Source records:
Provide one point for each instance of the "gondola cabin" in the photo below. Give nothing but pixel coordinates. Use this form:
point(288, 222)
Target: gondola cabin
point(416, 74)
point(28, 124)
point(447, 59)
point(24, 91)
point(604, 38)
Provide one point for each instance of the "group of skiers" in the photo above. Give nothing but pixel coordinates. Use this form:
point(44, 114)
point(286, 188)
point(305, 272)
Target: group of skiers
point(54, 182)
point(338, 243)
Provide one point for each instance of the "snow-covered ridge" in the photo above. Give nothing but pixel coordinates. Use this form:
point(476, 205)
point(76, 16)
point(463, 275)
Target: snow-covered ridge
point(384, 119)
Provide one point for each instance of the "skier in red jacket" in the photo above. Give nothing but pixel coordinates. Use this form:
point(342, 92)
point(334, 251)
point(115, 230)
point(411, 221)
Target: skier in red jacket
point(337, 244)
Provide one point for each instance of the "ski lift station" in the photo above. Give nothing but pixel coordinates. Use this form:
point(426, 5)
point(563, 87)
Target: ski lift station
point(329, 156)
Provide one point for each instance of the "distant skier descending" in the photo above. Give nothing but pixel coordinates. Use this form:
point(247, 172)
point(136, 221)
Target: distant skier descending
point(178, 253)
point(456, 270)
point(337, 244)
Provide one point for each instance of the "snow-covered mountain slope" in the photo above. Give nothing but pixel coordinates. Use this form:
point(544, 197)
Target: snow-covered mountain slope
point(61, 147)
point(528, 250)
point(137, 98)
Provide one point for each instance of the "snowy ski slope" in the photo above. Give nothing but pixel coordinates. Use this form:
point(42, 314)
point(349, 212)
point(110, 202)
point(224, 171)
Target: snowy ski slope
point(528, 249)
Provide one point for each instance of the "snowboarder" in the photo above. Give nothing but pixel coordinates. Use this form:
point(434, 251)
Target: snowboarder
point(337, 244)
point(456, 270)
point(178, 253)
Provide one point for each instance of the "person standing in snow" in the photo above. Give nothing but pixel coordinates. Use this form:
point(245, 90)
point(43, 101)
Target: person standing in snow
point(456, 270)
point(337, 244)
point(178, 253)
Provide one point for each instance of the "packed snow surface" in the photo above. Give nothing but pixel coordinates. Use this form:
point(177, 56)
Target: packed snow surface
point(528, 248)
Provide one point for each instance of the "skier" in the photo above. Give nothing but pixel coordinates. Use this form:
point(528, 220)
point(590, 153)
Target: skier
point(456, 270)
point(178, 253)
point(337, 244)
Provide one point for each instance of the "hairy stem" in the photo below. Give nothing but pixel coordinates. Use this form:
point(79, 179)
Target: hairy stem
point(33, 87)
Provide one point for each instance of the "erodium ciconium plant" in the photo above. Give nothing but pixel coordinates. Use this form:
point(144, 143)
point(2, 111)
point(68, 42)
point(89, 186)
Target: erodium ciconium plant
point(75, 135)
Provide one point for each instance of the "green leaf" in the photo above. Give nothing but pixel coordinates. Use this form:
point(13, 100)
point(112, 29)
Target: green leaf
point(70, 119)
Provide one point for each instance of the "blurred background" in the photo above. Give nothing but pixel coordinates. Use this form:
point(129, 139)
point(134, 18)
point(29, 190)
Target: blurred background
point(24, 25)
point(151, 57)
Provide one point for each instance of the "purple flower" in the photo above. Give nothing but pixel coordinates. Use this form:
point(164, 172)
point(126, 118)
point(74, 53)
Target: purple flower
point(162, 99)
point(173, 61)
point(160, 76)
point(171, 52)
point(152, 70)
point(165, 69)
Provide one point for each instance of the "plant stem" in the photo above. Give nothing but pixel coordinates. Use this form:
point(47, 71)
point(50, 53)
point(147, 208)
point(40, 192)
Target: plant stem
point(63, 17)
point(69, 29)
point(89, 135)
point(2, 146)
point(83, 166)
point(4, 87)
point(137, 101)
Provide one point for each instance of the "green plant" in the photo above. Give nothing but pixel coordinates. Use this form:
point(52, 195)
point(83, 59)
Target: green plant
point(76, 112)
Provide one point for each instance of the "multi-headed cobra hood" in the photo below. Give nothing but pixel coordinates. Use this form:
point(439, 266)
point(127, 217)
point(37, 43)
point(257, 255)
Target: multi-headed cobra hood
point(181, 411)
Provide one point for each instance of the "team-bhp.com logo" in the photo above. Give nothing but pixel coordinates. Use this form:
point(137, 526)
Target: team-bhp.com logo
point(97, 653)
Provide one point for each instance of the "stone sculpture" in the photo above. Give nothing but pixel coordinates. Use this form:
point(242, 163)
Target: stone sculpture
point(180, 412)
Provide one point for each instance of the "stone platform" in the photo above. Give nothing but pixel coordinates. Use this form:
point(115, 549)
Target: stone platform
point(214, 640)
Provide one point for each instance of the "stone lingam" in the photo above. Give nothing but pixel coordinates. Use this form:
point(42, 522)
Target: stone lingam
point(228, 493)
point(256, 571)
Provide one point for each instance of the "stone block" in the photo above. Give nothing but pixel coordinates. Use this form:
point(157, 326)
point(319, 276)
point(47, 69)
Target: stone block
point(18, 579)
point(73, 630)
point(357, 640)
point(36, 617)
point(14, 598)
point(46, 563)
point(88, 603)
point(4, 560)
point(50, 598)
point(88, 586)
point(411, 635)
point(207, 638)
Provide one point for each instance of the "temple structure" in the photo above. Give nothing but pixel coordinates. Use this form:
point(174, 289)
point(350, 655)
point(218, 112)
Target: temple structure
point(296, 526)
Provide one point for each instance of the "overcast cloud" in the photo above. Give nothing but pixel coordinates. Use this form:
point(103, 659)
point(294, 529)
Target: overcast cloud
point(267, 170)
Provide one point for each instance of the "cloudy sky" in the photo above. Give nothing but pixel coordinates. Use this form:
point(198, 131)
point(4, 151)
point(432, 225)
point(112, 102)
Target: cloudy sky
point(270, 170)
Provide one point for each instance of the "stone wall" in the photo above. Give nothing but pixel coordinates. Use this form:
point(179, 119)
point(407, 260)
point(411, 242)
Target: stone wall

=== WHAT THE EXERCISE ASKS ===
Show every line of the source records that contains the string "erodium", copying each line in full.

=== SOLUTION FOR THIS TASK ===
Provide one point for each instance of the "erodium ciconium plant" in the photo above. Give nothing but pixel coordinates. Use this form:
Target: erodium ciconium plant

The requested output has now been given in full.